▶ _AIM 1_: In two sentences, what does the article on microcontrollers and SoC design say?

With the rapid development of manufacturing technology, MCU has made great progress in peripheral integration, performance, power consumption and cost reduction, and can almost provide performance similar to SoC, and the number of applications is increasing. In particular, ARM-based 32-bit MCU provides SoC designers with a fast and low-cost design reference.
System-on-Chip (SoC) technology can be seen as a new design model for Application-Specific Integrated Circuits (ASIC). Compared with ASIC, its design cycle is shorter and can eliminate the obstacles encountered by designers when designing special applications. The performance of SoC is close to that of mature ASIC, but it still requires masks and cannot save most of the design costs required by ASIC.
As advanced manufacturing processes integrate more peripherals into chips, reduce power consumption and provide more performance, the difference between ASICs and standard 32-bit microcontrollers (MCUs) is also shrinking. For microcontrollers based on ARM cores, this trend is even more obvious when key peripherals are integrated. For example, MCUs using 0.18 μm flash memory processes and supporting high-performance architectures provide a lot of design help for SoC designers.

Records excerpted from a collection:
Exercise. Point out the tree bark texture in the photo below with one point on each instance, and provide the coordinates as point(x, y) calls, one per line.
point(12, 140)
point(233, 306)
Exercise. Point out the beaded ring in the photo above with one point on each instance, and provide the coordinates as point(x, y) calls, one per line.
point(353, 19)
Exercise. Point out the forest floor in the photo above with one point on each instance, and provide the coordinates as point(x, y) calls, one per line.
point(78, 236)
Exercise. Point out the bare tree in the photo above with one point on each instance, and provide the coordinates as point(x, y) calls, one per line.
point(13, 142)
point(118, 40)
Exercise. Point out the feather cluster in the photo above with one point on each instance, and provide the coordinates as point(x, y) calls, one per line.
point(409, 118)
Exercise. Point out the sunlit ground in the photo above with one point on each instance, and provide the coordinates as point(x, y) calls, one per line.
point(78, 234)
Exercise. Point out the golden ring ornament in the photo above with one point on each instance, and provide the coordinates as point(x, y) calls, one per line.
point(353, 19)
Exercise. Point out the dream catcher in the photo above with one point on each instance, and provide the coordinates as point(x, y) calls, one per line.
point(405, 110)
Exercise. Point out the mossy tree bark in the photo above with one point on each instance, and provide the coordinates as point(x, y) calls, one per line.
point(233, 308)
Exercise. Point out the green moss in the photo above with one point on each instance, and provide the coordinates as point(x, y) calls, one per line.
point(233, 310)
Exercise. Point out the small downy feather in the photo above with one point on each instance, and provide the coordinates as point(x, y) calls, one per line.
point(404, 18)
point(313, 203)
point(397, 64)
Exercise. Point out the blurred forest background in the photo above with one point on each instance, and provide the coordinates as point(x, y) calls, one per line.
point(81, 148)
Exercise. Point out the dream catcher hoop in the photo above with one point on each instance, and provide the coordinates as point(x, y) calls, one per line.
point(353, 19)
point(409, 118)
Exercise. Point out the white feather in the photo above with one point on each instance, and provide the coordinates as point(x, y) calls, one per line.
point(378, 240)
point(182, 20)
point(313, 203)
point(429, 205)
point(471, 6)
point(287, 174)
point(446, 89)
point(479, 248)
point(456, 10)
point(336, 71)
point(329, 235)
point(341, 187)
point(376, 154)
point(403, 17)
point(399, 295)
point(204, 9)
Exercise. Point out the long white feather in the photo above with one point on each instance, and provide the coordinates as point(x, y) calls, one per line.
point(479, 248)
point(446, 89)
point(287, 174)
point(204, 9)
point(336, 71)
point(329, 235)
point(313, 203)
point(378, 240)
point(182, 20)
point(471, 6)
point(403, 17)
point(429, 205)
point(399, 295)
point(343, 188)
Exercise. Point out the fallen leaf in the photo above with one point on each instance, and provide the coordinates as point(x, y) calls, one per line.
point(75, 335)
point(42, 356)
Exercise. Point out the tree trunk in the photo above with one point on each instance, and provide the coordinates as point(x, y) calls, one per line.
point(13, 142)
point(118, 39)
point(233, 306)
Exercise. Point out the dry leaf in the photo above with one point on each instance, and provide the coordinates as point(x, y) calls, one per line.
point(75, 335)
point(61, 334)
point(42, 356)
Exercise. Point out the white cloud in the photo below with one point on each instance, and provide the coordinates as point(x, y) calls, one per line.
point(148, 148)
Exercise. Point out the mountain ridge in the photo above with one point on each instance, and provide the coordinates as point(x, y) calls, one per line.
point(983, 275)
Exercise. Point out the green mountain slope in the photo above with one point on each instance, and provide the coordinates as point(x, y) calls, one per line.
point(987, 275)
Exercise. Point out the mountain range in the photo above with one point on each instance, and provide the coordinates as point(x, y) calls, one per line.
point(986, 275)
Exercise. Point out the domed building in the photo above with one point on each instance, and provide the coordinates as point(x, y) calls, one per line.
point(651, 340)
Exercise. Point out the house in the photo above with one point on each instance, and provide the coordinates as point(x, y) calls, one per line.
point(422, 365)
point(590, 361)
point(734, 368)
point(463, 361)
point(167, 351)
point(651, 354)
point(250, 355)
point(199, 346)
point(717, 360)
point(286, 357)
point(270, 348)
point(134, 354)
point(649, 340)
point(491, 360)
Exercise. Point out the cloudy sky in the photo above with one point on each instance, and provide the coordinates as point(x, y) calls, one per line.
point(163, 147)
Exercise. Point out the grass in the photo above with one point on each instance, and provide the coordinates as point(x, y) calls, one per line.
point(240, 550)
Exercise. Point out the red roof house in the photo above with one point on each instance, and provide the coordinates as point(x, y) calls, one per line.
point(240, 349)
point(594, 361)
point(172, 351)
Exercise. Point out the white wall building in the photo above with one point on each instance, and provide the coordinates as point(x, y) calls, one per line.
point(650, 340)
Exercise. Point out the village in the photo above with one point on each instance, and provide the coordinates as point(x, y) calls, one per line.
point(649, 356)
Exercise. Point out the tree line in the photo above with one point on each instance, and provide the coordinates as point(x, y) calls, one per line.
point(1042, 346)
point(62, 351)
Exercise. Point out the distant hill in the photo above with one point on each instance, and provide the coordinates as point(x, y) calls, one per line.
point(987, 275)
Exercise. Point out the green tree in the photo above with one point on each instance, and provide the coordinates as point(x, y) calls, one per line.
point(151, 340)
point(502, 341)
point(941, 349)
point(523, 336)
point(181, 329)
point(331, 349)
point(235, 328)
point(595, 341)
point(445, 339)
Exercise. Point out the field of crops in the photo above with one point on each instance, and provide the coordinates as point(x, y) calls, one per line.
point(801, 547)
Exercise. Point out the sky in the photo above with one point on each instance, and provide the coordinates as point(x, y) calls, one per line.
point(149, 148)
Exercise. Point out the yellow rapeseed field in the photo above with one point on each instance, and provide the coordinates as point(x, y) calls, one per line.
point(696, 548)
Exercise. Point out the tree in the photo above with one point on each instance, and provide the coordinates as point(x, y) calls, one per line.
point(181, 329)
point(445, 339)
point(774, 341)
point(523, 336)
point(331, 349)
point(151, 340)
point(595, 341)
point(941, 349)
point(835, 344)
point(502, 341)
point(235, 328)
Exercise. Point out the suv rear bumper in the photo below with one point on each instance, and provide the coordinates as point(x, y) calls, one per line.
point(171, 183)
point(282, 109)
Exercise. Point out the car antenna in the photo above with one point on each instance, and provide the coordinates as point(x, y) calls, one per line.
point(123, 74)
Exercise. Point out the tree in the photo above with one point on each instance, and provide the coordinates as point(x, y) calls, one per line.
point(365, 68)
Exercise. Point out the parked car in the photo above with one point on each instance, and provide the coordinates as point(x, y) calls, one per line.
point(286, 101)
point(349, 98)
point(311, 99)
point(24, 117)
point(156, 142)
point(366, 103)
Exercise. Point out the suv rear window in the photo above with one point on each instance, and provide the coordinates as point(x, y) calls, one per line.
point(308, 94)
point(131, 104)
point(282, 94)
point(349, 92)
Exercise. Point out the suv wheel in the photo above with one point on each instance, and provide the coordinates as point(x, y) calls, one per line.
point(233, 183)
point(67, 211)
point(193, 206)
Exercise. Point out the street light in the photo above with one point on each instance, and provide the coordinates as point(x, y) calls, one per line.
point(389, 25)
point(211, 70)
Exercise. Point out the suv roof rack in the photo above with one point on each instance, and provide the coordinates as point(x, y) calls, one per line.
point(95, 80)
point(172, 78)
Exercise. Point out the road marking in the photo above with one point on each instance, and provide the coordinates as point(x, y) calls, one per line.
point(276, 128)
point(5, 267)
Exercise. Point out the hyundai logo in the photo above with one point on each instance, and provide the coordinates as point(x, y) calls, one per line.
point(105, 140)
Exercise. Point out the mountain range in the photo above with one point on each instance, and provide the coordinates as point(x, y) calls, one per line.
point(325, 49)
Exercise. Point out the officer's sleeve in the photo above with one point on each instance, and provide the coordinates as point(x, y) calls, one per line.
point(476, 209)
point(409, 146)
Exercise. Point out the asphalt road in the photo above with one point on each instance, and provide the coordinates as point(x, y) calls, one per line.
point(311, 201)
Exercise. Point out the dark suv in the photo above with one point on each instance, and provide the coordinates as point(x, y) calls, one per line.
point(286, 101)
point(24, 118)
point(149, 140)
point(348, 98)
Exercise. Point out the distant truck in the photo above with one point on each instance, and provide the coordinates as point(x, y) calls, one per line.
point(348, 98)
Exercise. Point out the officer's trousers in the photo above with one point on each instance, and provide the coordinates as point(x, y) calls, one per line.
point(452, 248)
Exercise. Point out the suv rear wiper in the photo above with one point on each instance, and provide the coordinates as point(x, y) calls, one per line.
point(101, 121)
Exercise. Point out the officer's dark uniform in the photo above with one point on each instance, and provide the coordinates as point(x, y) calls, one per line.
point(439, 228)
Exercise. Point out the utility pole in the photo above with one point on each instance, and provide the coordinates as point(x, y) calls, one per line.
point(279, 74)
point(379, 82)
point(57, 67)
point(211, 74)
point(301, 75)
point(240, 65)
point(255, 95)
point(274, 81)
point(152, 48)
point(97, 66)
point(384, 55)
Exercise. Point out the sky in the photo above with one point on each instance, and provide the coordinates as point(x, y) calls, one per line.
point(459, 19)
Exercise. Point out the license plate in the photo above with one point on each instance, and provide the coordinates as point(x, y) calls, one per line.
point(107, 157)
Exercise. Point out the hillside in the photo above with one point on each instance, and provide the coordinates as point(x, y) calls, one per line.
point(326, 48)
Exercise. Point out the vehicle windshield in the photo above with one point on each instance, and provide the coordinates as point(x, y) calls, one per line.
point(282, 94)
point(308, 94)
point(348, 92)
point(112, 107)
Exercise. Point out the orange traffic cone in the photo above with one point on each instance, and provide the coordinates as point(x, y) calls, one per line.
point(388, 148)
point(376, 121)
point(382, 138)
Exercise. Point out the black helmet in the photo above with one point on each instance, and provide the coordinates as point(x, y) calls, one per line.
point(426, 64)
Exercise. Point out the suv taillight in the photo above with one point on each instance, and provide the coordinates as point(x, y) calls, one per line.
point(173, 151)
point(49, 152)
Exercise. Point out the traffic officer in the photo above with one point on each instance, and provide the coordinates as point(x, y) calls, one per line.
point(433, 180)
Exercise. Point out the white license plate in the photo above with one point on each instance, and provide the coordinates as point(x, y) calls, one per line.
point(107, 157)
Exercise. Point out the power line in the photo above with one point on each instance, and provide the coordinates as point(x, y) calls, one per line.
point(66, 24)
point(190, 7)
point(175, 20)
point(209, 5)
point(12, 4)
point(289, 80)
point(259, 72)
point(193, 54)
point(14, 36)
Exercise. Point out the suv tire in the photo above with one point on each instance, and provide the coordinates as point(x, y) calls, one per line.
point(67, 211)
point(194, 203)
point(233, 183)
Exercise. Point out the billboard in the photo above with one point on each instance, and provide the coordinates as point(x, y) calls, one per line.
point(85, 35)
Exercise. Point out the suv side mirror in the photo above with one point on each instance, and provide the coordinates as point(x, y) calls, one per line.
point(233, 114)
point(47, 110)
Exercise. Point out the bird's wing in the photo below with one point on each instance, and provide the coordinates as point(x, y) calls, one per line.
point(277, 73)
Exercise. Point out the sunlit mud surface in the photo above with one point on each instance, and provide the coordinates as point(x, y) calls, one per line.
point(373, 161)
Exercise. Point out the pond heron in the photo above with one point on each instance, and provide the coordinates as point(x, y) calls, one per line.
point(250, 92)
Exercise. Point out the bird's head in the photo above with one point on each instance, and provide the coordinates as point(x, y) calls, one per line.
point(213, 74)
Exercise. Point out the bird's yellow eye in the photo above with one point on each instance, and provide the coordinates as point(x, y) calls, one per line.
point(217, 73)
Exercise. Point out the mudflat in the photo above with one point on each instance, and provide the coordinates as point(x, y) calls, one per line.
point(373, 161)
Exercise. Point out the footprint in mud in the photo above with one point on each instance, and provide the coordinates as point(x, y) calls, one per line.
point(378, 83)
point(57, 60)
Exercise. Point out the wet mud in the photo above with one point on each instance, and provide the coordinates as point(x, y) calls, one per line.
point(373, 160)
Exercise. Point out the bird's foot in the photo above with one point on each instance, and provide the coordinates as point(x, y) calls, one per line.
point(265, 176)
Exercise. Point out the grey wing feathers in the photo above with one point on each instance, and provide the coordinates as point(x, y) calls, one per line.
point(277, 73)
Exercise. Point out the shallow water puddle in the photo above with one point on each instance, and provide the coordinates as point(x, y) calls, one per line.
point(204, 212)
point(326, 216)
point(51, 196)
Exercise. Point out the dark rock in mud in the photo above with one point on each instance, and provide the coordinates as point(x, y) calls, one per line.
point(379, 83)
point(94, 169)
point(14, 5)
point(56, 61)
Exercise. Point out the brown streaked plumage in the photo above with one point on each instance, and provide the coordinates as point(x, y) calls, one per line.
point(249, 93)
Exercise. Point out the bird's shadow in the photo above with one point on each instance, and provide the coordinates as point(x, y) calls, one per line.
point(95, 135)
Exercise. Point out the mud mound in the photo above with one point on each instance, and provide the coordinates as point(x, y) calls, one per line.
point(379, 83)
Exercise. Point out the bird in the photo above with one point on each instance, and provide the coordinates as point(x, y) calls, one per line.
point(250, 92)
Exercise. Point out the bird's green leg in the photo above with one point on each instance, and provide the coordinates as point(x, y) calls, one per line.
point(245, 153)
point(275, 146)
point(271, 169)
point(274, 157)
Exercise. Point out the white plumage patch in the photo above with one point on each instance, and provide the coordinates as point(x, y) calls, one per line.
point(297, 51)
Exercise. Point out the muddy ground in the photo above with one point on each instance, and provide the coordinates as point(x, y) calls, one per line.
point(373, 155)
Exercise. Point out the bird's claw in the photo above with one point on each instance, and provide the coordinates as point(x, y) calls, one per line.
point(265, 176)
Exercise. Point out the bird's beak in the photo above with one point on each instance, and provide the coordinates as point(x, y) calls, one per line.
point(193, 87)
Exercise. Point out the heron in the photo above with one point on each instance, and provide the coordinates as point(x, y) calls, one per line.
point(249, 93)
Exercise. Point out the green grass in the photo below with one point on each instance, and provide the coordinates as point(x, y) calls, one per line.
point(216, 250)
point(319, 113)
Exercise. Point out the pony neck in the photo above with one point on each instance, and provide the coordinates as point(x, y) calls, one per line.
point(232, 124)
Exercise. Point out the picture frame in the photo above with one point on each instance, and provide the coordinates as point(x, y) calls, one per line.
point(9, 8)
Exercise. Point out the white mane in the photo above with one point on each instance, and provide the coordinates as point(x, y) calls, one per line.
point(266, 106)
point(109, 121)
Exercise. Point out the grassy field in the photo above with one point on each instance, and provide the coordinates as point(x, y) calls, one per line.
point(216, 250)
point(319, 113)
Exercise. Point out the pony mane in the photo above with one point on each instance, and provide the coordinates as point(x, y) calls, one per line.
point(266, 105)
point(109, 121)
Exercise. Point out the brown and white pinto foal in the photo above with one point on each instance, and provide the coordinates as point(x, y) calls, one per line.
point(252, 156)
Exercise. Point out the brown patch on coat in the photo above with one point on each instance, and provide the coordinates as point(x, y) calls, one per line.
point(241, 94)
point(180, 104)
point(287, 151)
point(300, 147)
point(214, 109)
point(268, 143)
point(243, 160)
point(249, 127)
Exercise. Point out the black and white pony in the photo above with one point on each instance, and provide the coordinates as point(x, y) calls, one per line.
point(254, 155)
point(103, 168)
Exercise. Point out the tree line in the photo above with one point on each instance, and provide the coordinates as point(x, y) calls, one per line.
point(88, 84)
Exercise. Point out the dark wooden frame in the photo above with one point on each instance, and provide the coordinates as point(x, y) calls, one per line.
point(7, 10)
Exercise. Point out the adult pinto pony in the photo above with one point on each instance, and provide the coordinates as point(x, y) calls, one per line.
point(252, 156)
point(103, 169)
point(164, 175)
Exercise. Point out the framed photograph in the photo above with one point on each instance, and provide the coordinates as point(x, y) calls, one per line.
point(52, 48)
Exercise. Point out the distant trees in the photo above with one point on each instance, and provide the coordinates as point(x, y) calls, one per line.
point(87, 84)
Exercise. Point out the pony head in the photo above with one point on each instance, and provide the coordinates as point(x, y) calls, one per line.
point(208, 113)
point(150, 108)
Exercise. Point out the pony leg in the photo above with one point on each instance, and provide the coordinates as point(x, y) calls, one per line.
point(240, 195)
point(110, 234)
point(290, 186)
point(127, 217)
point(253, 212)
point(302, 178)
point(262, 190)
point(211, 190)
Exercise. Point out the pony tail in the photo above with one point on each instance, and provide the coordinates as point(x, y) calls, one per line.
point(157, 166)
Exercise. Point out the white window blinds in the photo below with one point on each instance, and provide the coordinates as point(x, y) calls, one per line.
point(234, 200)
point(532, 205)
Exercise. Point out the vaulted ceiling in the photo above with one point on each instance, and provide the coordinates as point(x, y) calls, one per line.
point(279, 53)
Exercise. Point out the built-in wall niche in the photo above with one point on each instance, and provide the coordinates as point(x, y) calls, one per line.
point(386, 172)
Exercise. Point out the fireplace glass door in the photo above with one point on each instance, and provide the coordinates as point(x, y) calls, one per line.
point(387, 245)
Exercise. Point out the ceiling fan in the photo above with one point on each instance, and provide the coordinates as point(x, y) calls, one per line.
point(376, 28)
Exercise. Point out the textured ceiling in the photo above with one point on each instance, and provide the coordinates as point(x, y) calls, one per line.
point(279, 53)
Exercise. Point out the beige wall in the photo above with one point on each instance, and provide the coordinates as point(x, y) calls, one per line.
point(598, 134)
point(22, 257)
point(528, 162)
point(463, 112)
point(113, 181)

▶ _AIM 2_: Can you copy the records from the line containing "Exercise. Point out the dark wooden" up to and including the line containing "point(164, 175)"?

▶ _EXERCISE RESULT 1_: SoC technology is a new design model for ASICs with a shorter design cycle and performance close to mature ASICs, but it still needs masks and cannot save most ASIC design costs. As advanced processes let MCUs integrate more peripherals, use less power and deliver more performance, the gap between ASICs and standard 32-bit MCUs is shrinking, and ARM-based 32-bit MCUs give SoC designers a fast, low-cost design reference.

▶ _EXERCISE RESULT 2_:
Exercise. Point out the dark wooden frame in the photo above with one point on each instance, and provide the coordinates as point(x, y) calls, one per line.
point(7, 10)
Exercise. Point out the adult pinto pony in the photo above with one point on each instance, and provide the coordinates as point(x, y) calls, one per line.
point(252, 156)
point(103, 169)
point(164, 175)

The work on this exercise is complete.